## Task:
Set every record down verbatim and omit the pictures.

## Data section:
==================================================

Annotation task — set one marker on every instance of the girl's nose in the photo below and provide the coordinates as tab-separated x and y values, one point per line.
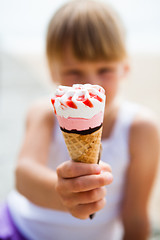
91	79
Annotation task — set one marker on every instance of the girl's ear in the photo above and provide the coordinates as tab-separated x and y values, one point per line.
126	69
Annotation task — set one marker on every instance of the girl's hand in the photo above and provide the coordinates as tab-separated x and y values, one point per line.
81	187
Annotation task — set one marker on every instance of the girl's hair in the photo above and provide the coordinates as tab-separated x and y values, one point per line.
90	28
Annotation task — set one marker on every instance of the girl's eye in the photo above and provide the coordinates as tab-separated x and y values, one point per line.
105	70
74	73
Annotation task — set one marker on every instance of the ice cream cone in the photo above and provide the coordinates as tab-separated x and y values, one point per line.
83	147
80	110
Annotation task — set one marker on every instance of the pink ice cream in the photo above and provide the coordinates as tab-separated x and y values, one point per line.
79	107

==================================================

## Answer for the task:
Annotation task — set one marker on every instance of the girl's nose in the photo below and provide the coordinates as tab-separated x and y values, one point per line.
91	79
Annotation task — set one marker on every instance of the girl's ear in the photo above and provide the coordinates as tab-separated x and y values, one point per line.
126	69
Annotation task — set one marker on every instance of the girl's hand in the photo above and provide the coordinates as tab-separated x and y values, one point per line.
81	187
Annotation task — set one marker on every instance of the girl's hair in the photo above and provide the coordinates as tab-separated x and y values, one point per line.
90	28
Annotation task — set one marker on every instance of the girl's eye in the photo above and provide the coordinates as tab-separated x and y values, one point per line.
105	70
74	73
Annotation task — set one marker on every instance of the ice cream cone in the photo above and provide the coordinates as tab-separated x and y values, one point per line.
83	147
80	110
Annotation task — set one marker on every instance of the pink ice cream in the photo above and provide the coordinates as tab-separated x and y values, one point per line.
79	107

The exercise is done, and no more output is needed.